• Written problem
How many lines of the data below contain the string "window", with case counting? Reply with only the number.

• Records supplied
-- start --

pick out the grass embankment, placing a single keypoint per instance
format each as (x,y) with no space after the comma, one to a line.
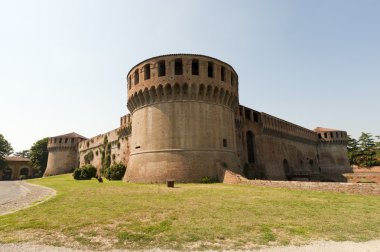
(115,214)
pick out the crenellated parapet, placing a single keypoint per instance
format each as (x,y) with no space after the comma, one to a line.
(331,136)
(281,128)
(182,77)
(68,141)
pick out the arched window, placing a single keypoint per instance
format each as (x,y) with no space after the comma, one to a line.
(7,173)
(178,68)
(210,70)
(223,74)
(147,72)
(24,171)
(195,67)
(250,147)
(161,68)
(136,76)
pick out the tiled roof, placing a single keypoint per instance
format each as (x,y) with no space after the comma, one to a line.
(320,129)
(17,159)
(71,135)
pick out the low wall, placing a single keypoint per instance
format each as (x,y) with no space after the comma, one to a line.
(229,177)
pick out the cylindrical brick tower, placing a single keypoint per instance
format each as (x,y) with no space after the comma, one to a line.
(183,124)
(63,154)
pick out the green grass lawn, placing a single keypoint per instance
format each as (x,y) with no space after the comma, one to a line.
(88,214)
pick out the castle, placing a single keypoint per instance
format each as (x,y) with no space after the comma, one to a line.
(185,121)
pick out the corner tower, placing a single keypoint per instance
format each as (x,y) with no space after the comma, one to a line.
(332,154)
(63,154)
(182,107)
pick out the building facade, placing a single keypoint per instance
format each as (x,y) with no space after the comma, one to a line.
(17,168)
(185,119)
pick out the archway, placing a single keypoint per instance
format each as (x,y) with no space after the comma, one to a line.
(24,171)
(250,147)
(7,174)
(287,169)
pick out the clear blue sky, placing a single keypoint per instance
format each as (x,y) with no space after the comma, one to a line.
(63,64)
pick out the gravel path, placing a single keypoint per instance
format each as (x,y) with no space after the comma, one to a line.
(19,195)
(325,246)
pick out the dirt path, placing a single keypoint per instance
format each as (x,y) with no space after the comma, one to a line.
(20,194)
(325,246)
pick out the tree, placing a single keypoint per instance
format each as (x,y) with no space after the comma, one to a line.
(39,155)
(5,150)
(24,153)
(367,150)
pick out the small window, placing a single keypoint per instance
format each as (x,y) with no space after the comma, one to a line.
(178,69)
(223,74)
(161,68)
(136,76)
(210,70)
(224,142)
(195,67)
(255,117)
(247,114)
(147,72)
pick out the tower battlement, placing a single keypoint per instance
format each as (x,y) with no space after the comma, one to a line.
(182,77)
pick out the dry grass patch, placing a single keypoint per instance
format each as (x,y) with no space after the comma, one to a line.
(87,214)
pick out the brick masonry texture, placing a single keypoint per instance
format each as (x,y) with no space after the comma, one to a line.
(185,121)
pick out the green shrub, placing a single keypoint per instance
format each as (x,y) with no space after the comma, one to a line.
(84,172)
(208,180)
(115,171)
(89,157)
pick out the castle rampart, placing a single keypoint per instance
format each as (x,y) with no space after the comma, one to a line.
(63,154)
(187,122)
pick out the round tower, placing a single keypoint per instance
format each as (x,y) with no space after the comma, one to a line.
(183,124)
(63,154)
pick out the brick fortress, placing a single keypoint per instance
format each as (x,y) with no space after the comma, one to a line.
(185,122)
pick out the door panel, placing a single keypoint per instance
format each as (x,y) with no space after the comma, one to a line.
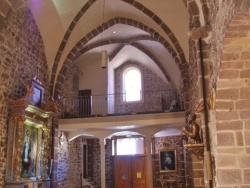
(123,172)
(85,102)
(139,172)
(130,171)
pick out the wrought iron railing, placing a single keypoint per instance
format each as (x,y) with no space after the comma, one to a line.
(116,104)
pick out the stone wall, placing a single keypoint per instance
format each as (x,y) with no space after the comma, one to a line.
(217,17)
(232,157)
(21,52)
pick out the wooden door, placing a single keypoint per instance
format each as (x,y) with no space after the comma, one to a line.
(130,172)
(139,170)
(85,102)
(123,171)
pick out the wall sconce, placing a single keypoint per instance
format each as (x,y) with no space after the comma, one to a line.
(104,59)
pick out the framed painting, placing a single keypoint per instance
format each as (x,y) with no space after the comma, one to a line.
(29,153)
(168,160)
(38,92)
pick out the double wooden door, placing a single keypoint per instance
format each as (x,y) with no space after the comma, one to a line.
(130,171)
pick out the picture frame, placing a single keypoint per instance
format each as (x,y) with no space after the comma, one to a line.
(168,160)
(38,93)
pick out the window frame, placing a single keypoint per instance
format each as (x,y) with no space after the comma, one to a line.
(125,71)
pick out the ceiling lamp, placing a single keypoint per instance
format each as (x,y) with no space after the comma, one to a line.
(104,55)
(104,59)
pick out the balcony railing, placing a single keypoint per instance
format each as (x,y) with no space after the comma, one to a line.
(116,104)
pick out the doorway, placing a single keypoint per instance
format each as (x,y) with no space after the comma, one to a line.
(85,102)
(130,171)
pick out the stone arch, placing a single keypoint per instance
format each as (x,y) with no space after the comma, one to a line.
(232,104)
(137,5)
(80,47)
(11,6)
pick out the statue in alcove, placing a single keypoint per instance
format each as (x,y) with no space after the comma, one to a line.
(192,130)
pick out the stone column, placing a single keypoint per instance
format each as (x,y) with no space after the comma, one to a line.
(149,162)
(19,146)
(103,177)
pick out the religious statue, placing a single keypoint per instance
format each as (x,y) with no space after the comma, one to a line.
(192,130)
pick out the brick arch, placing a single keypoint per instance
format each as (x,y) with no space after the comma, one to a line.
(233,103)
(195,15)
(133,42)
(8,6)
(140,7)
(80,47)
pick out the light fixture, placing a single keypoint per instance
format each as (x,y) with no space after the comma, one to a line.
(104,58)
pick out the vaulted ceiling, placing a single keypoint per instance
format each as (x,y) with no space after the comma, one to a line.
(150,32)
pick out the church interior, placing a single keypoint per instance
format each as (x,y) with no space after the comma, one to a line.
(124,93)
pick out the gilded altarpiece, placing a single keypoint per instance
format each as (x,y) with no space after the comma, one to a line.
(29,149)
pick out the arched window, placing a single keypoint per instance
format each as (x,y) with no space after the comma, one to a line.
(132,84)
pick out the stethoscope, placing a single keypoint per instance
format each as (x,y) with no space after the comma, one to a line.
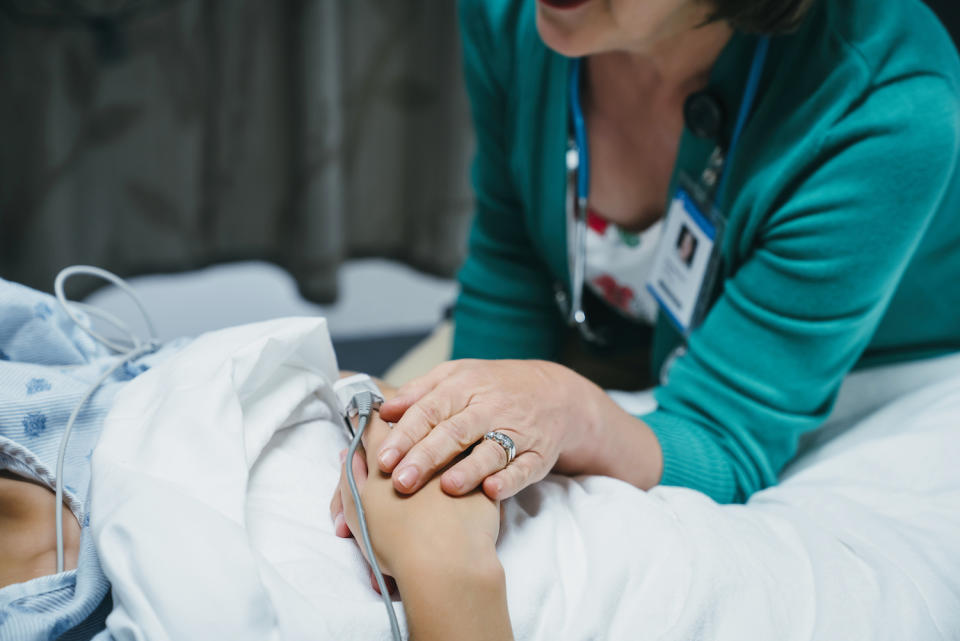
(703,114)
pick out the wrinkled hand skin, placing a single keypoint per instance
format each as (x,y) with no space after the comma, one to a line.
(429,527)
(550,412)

-- end --
-- start --

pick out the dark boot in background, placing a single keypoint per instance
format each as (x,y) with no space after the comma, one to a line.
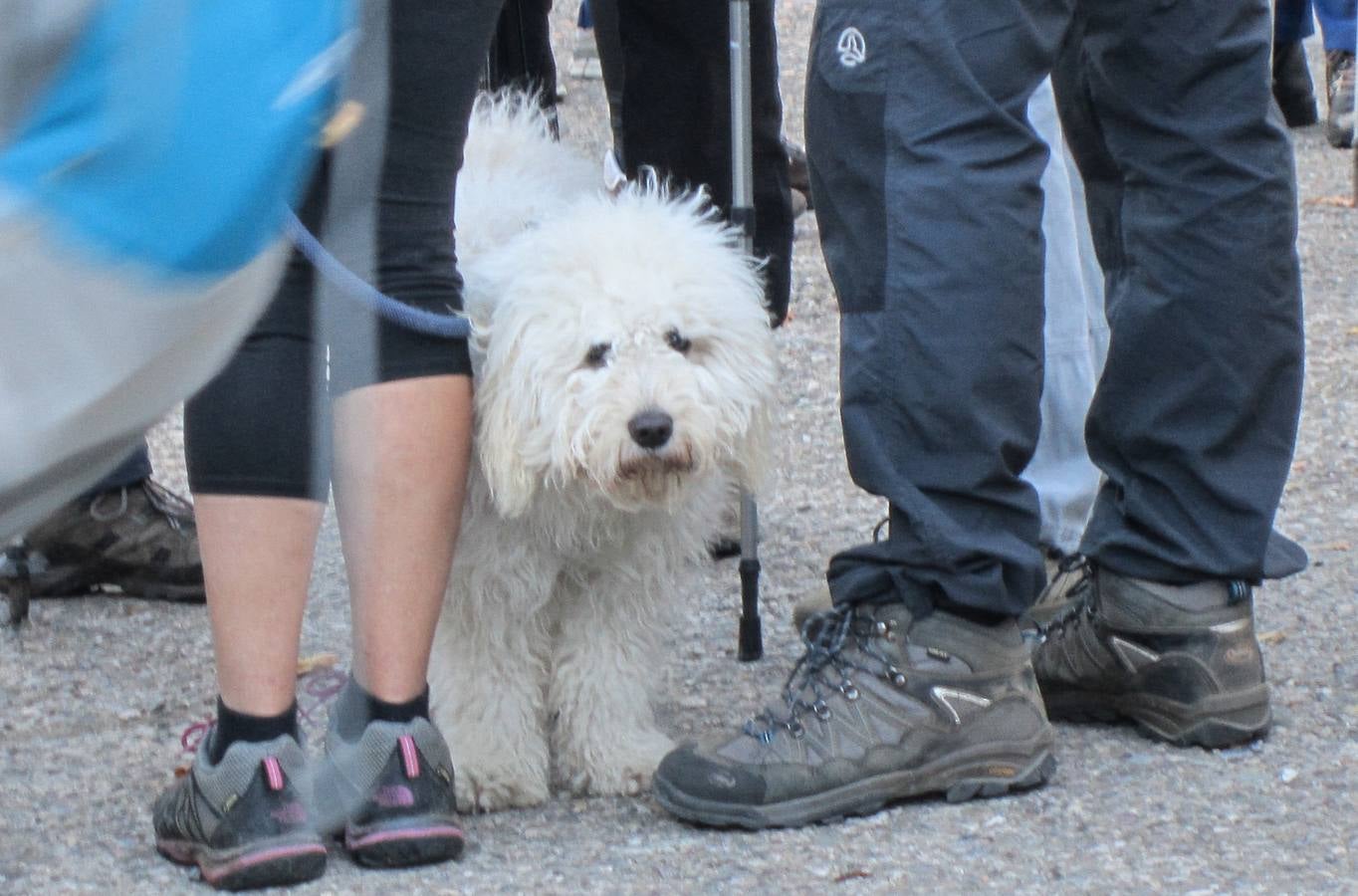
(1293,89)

-- end --

• Answer to this problem
4